**To-do list:**
A. In the Z-transform excerpt, who introduced the Z-transform under that name, and in what year?
B. List every line of the rows that contains the word "person".

**Excerpt provided:**
^^^^

It can be considered as a discrete equivalent of the Laplace transform. This similarity is explored in the theory of time scale calculus.

The Z-transform was introduced, under this name, by Ragazzini and Zadeh in 1952. The modified or advanced Z-transform was later developed by E. I. Jury, and presented in his book Sampled-Data Control Systems (John Wiley & Sons 1958). The idea contained within the Z-transform was previously known as the "generating function method".

## Definition

The Z-transform, like many integral transforms, can be defined as either a one-sided or two-sided transform.

### Bilateral Z-transform

The bilateral or two-sided Z-transform of a discrete-time signal x[n] is the function X(z) defined as

$X(z) = \mathcal{Z}\{x[n]\} = \sum_{n=-\infty}^{\infty} x[n] z^{-n} \$

where n is an integer and z is, in general, a complex number:

$z = A e^{j\varphi} = A ( \cos{\varphi} + j\sin{\varphi} )$
where A is the magnitude of z, and φ is the complex argument (also referred to as angle or phase) in radians.

^^^^

**Input records:**

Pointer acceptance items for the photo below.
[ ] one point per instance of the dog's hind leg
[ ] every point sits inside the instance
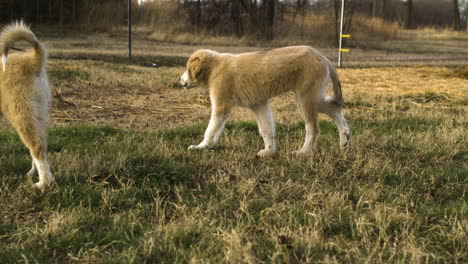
(32, 131)
(329, 107)
(266, 127)
(33, 170)
(308, 107)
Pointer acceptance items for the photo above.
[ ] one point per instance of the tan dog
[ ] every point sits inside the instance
(25, 95)
(250, 79)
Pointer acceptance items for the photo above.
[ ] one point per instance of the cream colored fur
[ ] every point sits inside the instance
(25, 95)
(251, 79)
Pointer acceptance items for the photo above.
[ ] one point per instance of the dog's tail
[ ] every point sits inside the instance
(336, 84)
(18, 31)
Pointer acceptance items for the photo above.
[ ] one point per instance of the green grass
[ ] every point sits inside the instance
(397, 195)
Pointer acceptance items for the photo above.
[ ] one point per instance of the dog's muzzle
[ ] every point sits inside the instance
(184, 79)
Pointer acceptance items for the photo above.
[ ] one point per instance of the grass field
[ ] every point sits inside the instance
(128, 191)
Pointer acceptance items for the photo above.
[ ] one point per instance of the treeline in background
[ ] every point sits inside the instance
(247, 20)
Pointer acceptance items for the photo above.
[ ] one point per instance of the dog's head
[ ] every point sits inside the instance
(197, 68)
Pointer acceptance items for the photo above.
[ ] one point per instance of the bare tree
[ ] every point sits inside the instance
(383, 4)
(409, 13)
(236, 16)
(347, 19)
(456, 15)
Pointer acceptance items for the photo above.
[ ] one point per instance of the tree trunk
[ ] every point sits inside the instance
(466, 15)
(269, 21)
(61, 13)
(456, 15)
(374, 8)
(383, 5)
(409, 14)
(237, 26)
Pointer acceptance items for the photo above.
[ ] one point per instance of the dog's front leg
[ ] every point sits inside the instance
(219, 116)
(266, 127)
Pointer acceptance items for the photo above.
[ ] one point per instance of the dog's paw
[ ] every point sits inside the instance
(193, 147)
(302, 152)
(265, 153)
(344, 142)
(43, 185)
(32, 172)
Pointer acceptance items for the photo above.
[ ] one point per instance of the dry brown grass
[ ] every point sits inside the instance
(460, 72)
(137, 195)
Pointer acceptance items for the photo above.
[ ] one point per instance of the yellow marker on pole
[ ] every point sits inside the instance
(341, 33)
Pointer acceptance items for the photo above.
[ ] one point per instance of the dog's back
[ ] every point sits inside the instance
(25, 95)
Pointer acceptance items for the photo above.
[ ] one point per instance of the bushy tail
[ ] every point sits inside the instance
(18, 31)
(336, 84)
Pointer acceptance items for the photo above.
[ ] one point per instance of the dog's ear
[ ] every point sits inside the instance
(195, 68)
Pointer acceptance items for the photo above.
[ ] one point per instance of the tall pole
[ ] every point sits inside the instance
(341, 33)
(130, 30)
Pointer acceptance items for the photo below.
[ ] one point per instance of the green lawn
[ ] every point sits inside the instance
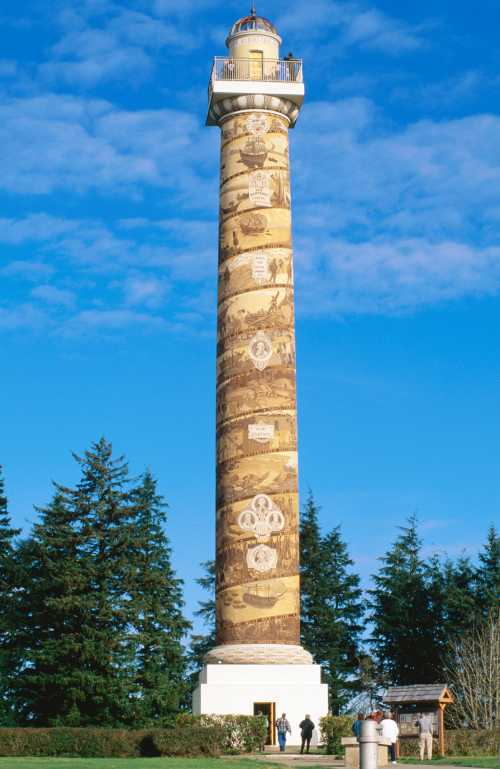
(486, 762)
(131, 763)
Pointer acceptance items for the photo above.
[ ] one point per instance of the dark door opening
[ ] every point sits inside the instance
(267, 709)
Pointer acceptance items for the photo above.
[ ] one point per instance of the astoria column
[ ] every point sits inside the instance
(258, 664)
(255, 99)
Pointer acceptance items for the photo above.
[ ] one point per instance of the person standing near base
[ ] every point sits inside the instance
(390, 731)
(424, 723)
(306, 729)
(283, 727)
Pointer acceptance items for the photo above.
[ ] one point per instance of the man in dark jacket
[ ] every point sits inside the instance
(306, 729)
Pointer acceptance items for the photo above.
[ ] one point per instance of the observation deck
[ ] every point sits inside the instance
(282, 78)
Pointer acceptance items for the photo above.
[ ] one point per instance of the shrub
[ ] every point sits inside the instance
(333, 728)
(459, 742)
(106, 743)
(191, 736)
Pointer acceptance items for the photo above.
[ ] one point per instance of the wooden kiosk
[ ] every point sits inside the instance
(407, 702)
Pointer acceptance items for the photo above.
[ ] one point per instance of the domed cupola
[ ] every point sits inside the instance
(253, 32)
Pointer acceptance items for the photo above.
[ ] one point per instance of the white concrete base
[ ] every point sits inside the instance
(233, 689)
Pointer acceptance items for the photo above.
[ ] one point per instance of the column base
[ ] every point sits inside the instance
(258, 654)
(236, 689)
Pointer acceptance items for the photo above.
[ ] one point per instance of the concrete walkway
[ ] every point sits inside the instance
(315, 759)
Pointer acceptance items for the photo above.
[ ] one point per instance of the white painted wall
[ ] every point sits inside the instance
(233, 689)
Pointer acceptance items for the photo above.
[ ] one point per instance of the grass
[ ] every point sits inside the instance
(130, 763)
(482, 762)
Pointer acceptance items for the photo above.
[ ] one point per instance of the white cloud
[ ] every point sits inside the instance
(393, 276)
(23, 317)
(144, 290)
(57, 142)
(53, 295)
(27, 269)
(374, 30)
(109, 42)
(91, 321)
(355, 23)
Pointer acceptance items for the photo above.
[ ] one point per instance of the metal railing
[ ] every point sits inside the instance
(278, 70)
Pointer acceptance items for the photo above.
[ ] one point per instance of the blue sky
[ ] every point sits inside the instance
(108, 190)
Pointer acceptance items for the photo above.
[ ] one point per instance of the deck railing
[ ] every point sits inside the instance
(278, 70)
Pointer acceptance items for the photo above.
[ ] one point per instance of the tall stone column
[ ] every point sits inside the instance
(257, 497)
(258, 665)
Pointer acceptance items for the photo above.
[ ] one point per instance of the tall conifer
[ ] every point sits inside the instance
(102, 605)
(156, 622)
(201, 643)
(332, 610)
(487, 575)
(402, 618)
(8, 582)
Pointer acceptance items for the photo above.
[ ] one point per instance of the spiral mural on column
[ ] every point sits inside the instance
(257, 496)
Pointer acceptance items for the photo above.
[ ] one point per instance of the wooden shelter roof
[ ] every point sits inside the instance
(418, 693)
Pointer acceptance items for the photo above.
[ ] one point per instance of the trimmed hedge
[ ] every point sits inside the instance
(458, 742)
(333, 728)
(191, 736)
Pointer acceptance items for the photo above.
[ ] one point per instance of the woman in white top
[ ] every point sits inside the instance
(390, 731)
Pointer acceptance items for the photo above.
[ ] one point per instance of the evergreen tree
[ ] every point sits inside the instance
(155, 619)
(92, 634)
(459, 598)
(403, 616)
(311, 595)
(487, 575)
(201, 643)
(8, 572)
(332, 610)
(56, 632)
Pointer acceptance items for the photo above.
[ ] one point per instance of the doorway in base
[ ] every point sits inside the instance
(267, 709)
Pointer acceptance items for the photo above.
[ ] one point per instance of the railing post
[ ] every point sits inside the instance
(368, 745)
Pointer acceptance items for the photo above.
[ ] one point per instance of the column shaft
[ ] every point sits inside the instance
(257, 497)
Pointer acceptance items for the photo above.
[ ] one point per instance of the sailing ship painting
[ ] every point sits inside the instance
(254, 153)
(253, 224)
(264, 594)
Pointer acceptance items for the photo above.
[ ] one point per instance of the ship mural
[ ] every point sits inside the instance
(254, 153)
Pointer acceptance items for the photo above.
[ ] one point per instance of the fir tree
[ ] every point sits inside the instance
(331, 606)
(58, 610)
(402, 614)
(487, 575)
(100, 650)
(201, 643)
(9, 659)
(311, 595)
(156, 622)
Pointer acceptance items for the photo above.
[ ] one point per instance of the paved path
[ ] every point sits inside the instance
(315, 759)
(296, 759)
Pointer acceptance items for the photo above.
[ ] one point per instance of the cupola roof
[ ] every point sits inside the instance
(252, 22)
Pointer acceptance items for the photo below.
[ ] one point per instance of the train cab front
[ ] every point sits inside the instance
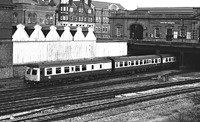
(32, 75)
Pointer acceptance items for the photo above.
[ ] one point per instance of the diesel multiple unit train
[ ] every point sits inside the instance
(85, 69)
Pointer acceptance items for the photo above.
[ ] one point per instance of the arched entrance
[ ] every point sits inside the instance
(136, 31)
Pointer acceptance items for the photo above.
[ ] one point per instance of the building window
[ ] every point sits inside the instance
(64, 8)
(49, 19)
(64, 2)
(64, 17)
(80, 19)
(89, 19)
(157, 32)
(118, 31)
(89, 11)
(15, 17)
(34, 19)
(29, 18)
(80, 10)
(71, 9)
(182, 33)
(85, 19)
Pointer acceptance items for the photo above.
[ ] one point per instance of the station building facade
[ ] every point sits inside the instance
(32, 12)
(72, 13)
(157, 24)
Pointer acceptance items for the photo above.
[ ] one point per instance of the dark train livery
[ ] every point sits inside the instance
(85, 69)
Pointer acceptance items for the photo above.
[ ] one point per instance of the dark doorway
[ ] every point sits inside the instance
(136, 31)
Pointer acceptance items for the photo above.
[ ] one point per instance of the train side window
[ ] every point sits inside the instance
(121, 64)
(116, 64)
(66, 69)
(58, 70)
(77, 68)
(164, 60)
(150, 61)
(28, 71)
(156, 60)
(153, 61)
(132, 63)
(125, 63)
(170, 59)
(100, 66)
(83, 67)
(141, 62)
(137, 62)
(159, 60)
(145, 61)
(72, 69)
(34, 72)
(49, 71)
(129, 63)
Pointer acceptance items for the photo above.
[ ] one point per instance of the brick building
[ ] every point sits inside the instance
(157, 24)
(75, 13)
(6, 69)
(103, 10)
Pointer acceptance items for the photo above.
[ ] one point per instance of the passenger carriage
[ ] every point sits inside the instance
(134, 64)
(66, 70)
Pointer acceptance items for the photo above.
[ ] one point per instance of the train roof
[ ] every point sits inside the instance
(129, 58)
(166, 55)
(69, 62)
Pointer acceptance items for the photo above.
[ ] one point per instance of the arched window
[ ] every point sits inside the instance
(15, 17)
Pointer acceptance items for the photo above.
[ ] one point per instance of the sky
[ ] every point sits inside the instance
(133, 4)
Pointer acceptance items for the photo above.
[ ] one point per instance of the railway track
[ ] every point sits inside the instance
(23, 94)
(103, 106)
(7, 97)
(75, 98)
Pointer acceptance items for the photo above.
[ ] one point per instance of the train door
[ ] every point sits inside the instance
(136, 31)
(169, 35)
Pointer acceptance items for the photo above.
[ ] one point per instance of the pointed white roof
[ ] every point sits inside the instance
(79, 36)
(66, 35)
(20, 34)
(37, 34)
(52, 35)
(90, 35)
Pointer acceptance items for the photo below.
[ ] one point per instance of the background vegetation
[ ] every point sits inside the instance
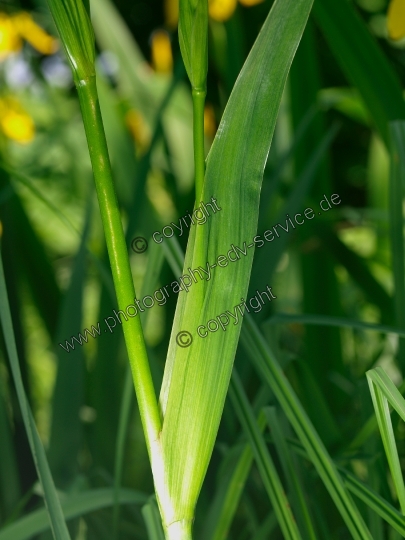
(339, 279)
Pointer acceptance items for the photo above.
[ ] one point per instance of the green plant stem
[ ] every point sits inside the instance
(119, 261)
(198, 137)
(179, 530)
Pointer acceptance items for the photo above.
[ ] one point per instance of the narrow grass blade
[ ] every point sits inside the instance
(263, 459)
(9, 481)
(385, 393)
(73, 506)
(268, 259)
(73, 23)
(194, 390)
(231, 483)
(358, 488)
(296, 494)
(374, 501)
(359, 271)
(32, 257)
(261, 356)
(55, 513)
(68, 395)
(329, 320)
(362, 61)
(227, 496)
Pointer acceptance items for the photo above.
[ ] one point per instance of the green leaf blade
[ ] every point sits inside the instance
(190, 406)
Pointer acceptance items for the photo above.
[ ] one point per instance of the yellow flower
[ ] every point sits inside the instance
(162, 59)
(34, 34)
(15, 122)
(15, 28)
(396, 19)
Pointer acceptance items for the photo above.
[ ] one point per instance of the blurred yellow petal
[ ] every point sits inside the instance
(221, 10)
(10, 40)
(210, 125)
(18, 126)
(162, 59)
(396, 19)
(171, 13)
(138, 128)
(34, 34)
(249, 3)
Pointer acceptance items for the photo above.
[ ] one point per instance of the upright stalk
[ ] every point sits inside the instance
(198, 136)
(118, 255)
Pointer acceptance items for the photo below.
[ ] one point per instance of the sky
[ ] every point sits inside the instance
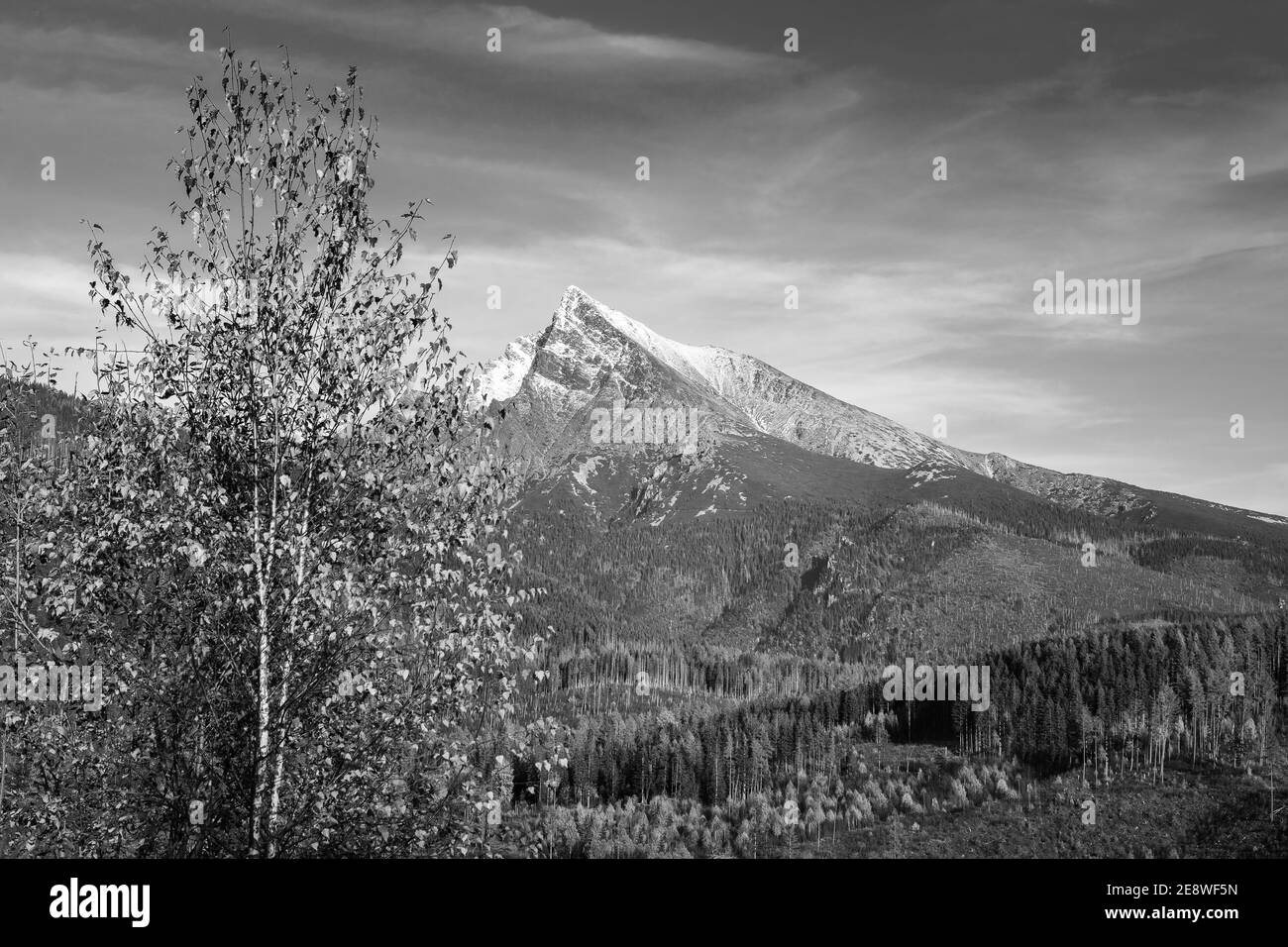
(767, 169)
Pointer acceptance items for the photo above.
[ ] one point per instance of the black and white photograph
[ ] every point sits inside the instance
(583, 429)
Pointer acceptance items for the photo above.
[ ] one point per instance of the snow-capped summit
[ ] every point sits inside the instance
(570, 393)
(591, 355)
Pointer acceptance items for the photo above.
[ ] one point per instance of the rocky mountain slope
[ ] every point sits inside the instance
(748, 432)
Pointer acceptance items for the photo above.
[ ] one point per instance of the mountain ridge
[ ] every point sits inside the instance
(591, 356)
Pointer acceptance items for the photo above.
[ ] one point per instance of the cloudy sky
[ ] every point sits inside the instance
(768, 169)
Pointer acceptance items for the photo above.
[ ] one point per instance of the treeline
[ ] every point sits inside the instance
(759, 825)
(1122, 699)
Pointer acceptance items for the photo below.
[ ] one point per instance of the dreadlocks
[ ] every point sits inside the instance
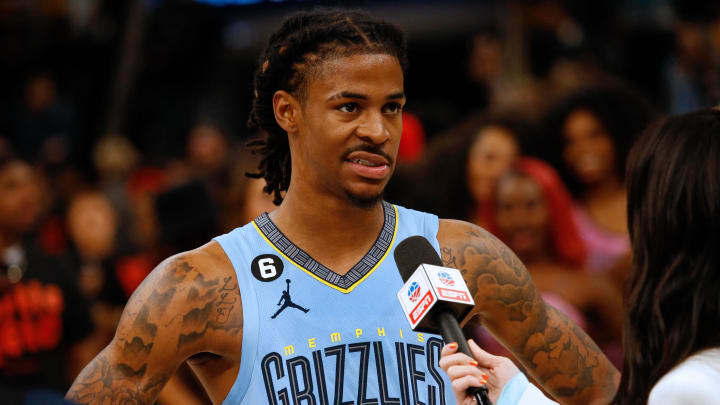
(292, 58)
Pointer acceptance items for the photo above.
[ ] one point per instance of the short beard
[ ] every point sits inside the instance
(365, 203)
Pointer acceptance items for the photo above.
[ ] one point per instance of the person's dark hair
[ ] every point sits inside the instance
(290, 60)
(622, 112)
(673, 178)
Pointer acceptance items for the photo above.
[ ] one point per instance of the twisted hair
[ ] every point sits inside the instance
(292, 58)
(674, 220)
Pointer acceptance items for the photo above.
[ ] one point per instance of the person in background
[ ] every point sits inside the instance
(590, 133)
(92, 224)
(46, 333)
(671, 338)
(533, 216)
(468, 162)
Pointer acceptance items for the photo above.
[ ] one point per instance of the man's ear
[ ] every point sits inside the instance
(287, 111)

^^^^

**Answers by task:**
A. Ragazzini and Zadeh, in 1952.

B.
[ ] one point per instance of the person standing near base
[ ] one point per instance of the person's dark hair
[ ] one point per instance of the person in background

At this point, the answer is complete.